_Aim of the task_
Report each line of the material below that contains the string "shirt", copying every such line in full.

** Start Records for this exercise **

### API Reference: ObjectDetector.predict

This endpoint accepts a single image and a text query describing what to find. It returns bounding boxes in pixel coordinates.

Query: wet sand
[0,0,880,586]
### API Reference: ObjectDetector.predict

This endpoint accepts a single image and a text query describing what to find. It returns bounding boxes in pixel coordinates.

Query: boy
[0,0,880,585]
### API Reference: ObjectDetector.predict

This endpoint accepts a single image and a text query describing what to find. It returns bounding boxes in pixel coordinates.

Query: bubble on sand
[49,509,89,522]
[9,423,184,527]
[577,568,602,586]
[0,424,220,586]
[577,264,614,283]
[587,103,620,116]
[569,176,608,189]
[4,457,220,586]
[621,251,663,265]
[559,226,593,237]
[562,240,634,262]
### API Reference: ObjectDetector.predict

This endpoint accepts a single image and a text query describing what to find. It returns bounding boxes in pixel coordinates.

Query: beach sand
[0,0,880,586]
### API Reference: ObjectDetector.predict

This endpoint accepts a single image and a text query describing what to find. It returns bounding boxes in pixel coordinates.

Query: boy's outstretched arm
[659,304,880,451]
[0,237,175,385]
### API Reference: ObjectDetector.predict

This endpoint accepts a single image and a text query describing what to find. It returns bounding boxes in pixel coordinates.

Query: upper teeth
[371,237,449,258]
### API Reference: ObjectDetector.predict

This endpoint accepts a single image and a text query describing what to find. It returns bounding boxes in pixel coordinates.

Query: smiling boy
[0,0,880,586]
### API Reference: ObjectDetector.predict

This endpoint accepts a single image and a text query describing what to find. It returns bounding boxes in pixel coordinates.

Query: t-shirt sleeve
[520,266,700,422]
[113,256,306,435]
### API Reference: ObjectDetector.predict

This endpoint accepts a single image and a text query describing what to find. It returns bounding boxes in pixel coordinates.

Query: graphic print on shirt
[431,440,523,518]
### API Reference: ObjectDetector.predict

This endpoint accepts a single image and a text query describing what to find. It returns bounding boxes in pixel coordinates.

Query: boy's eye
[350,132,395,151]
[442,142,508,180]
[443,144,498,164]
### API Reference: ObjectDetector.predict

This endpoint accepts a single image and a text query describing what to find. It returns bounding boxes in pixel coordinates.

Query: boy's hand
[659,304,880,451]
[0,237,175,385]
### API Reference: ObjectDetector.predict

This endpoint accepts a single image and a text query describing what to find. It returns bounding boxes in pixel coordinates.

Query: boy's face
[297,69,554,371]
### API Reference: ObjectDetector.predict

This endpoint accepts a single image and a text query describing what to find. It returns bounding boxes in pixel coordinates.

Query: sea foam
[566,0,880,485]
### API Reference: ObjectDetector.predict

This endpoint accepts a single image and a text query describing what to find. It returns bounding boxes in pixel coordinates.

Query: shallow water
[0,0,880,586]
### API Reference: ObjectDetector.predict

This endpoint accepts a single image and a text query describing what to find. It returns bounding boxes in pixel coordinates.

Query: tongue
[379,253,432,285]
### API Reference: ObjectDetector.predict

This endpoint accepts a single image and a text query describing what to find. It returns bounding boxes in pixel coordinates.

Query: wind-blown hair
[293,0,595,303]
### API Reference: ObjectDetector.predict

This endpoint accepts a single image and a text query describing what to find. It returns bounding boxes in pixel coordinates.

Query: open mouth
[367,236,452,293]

** End Records for this exercise **

_Solution to this exercise_
Query: t-shirt sleeve
Query: graphic print on shirt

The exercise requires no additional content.